From the line containing "the yellow anther." down to the last line of the records below, copy every line exactly. Leave out everything before it.

> Extracted records:

==========

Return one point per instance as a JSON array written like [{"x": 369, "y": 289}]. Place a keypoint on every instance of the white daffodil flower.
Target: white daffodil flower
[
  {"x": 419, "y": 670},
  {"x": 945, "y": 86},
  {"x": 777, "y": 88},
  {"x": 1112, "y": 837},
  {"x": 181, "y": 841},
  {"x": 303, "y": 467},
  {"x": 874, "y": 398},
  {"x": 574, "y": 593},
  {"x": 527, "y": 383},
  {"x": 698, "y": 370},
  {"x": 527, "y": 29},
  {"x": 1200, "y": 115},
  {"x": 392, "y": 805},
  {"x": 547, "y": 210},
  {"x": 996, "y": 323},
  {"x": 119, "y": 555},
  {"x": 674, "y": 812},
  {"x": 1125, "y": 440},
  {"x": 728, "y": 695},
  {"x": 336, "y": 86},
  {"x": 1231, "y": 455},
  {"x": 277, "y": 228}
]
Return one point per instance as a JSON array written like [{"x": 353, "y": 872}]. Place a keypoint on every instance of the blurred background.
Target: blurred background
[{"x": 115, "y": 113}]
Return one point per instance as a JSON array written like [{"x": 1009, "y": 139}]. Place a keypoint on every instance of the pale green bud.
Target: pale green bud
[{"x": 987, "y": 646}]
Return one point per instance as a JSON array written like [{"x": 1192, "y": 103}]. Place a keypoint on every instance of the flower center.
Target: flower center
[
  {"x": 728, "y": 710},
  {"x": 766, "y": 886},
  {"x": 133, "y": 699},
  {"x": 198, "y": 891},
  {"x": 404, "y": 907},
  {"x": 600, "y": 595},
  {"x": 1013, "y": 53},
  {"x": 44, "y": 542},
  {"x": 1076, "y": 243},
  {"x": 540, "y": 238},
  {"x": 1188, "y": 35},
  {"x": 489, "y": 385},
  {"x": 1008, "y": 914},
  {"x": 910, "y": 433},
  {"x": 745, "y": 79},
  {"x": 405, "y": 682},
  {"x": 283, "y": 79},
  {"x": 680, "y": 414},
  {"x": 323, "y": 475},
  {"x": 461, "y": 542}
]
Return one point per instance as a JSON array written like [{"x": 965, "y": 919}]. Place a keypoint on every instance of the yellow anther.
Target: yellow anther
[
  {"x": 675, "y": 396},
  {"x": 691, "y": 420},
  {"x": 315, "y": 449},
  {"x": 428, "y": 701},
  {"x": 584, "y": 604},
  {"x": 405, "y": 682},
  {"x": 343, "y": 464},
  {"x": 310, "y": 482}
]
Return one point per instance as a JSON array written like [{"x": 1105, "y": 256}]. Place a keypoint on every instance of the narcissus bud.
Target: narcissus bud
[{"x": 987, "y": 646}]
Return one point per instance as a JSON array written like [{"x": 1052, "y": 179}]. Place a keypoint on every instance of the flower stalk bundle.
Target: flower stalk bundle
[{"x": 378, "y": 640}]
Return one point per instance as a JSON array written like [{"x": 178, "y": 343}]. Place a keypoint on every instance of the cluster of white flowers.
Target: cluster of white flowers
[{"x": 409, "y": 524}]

==========

> Result for this task:
Return one point per instance as a JSON array written like [{"x": 965, "y": 919}]. Place a keypoint on every instance of the yellow anther.
Target: yellow anther
[
  {"x": 675, "y": 396},
  {"x": 691, "y": 420},
  {"x": 315, "y": 449},
  {"x": 428, "y": 701},
  {"x": 584, "y": 604},
  {"x": 405, "y": 682},
  {"x": 343, "y": 464},
  {"x": 310, "y": 482}
]
Return one point per instance as a JSON array written like [{"x": 1105, "y": 256}]. Place a keypoint on every instance of the narcissus bud.
Target: narcissus bud
[{"x": 987, "y": 646}]
Return one point per instance as a JSON array written like [{"x": 1052, "y": 179}]. Place a keypoint on every instance of the flower stalk bundle.
Target: flower stalk bundle
[{"x": 378, "y": 640}]
Return one point per instance as a JSON array written like [{"x": 178, "y": 343}]. Place a keypoint on every instance of the cluster of white flowers.
Target: cluster of white flowers
[{"x": 409, "y": 524}]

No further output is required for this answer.